WHAT YOU NEED TO DO: In the text about watching professional cycling as a rider's partner, when does the partner say they are happiest?

Watching the races over again together is a world away from when the pair are on either side of the television screen, Lorna says. Life within the orbit of professional cycling is, of course, beautiful, but also stressful for the loved ones of the riders.
“For me, I'm the happiest when the race is over huh,” Lora says with the exact same intonation as Primož also finishes his answers to questions with - apparently it’s a Slovenian thing.
“I'm really really nervous [when watching], I have good days and bad days. Sometimes I know that I don't have any influence and I'm calm with every situation that happens but other times I'm just freaking out and scared of every descent, every roundabout, and if there is a climb approaching or, you know, the crashes…
“I think every partner of a rider sees it differently than other people because you're emotionally involved. I'm really tired after a race, probably more tired than the boys, I think that's quite common. But I still want to be there and want to watch it. I wouldn't forgive myself if I wouldn't be here for example now in Tignes or at the Tour.”
There is the other side to it. Living life from bike race to bike race is a privileged one, even more so when you don’t have to cycle the kilometres in between.
“Of course, in the beginning you have questions, you have doubts. Is this really the way I'm going to live? In the end when you make peace with it, then it's really a beautiful life, it's a privilege for me to witness the world from the point that we are now to see all the beautiful places and all the emotions. And of course there are, how do you say, falls, down times.

DATASET EXCERPTS:
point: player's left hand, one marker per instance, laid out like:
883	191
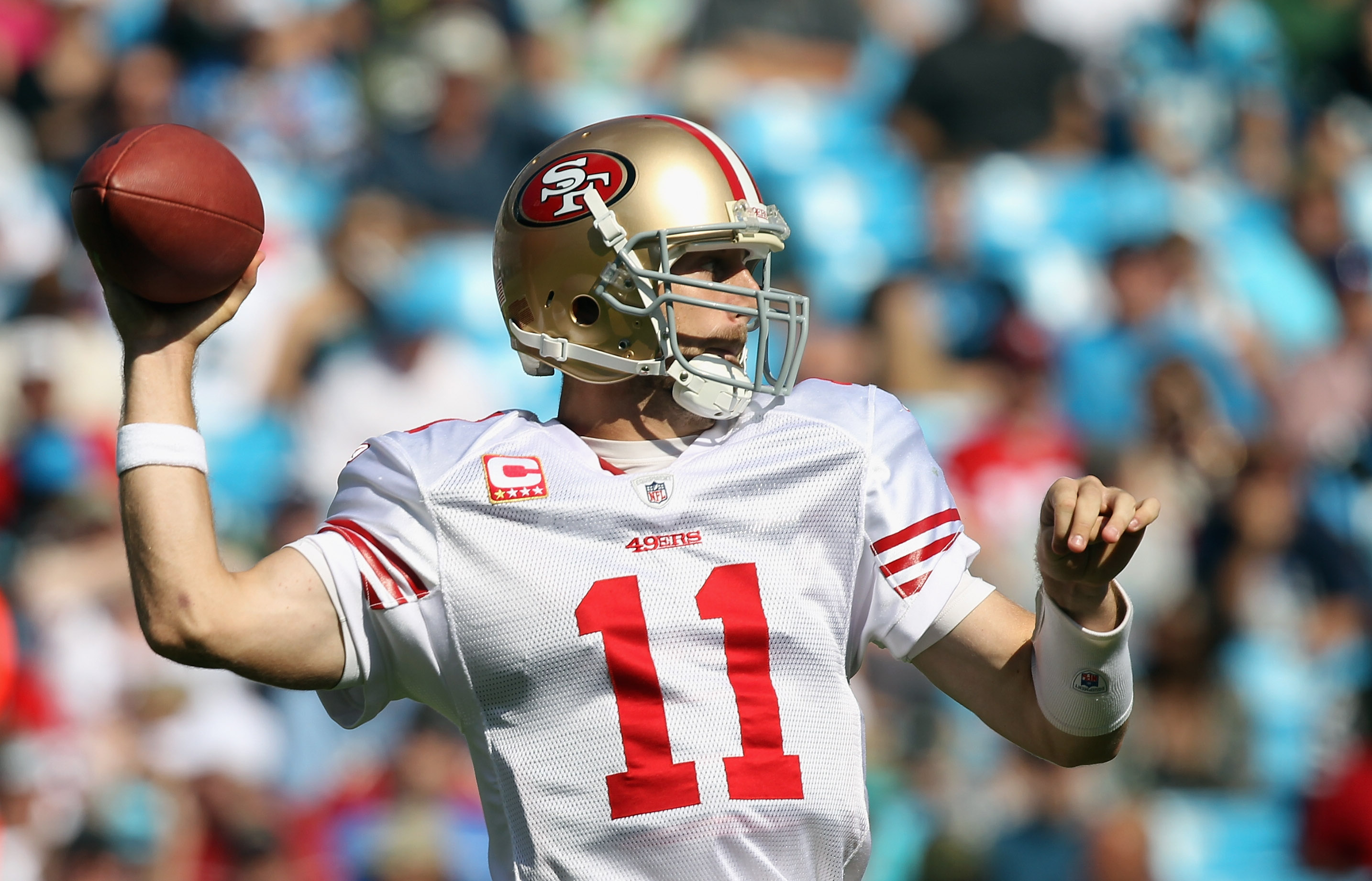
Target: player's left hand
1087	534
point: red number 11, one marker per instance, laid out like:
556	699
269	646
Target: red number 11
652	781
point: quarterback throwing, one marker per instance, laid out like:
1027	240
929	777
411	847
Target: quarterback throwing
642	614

...

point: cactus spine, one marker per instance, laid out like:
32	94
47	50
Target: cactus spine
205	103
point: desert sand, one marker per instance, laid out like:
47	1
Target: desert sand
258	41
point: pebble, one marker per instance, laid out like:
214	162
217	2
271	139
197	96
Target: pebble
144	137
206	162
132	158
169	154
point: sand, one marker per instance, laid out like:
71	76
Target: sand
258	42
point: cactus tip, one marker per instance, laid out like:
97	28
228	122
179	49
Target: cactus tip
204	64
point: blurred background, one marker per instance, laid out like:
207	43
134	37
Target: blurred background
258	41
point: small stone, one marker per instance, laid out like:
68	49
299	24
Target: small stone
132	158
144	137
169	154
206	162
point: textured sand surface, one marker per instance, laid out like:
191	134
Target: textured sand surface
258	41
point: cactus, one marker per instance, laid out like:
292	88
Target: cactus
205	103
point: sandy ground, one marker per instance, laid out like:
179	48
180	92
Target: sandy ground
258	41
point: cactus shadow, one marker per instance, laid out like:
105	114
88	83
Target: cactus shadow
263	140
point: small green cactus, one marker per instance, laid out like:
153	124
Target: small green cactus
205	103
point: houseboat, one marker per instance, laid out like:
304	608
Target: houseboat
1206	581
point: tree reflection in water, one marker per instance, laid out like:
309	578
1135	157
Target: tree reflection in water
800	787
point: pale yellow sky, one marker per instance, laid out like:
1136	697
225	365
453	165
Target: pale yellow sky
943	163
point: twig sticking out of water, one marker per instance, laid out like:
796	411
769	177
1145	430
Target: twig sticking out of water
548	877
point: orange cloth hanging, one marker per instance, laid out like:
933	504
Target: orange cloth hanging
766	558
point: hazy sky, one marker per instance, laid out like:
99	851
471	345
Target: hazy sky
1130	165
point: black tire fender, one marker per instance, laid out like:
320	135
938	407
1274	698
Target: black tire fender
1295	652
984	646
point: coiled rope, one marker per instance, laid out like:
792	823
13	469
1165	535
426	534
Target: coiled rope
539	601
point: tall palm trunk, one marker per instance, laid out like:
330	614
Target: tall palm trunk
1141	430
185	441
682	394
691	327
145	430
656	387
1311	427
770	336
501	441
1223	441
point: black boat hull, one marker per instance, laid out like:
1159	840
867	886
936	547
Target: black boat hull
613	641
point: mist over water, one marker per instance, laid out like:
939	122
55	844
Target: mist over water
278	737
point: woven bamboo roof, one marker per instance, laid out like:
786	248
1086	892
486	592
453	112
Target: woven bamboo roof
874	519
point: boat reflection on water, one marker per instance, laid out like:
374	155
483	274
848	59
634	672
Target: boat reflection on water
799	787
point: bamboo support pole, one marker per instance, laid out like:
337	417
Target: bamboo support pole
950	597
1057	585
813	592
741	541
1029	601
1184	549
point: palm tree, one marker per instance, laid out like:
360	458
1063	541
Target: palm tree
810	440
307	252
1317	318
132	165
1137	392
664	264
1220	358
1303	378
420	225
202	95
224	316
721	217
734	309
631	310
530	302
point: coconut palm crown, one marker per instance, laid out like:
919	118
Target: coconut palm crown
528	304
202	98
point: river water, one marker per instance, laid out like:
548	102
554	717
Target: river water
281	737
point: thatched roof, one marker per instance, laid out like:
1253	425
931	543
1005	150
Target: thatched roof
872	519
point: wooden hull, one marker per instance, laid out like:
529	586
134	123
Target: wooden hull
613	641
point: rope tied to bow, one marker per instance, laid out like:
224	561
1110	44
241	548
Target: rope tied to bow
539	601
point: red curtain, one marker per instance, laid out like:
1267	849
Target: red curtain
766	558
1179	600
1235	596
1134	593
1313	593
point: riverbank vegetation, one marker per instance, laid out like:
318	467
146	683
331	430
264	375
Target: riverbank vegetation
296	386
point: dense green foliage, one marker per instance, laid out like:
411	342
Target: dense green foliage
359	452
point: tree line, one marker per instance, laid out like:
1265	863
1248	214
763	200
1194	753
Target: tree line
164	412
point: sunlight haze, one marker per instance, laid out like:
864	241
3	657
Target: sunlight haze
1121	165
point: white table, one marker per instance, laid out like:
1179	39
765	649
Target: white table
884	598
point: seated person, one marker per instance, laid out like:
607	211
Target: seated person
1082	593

COMPLETED EXERCISE: When the race is over.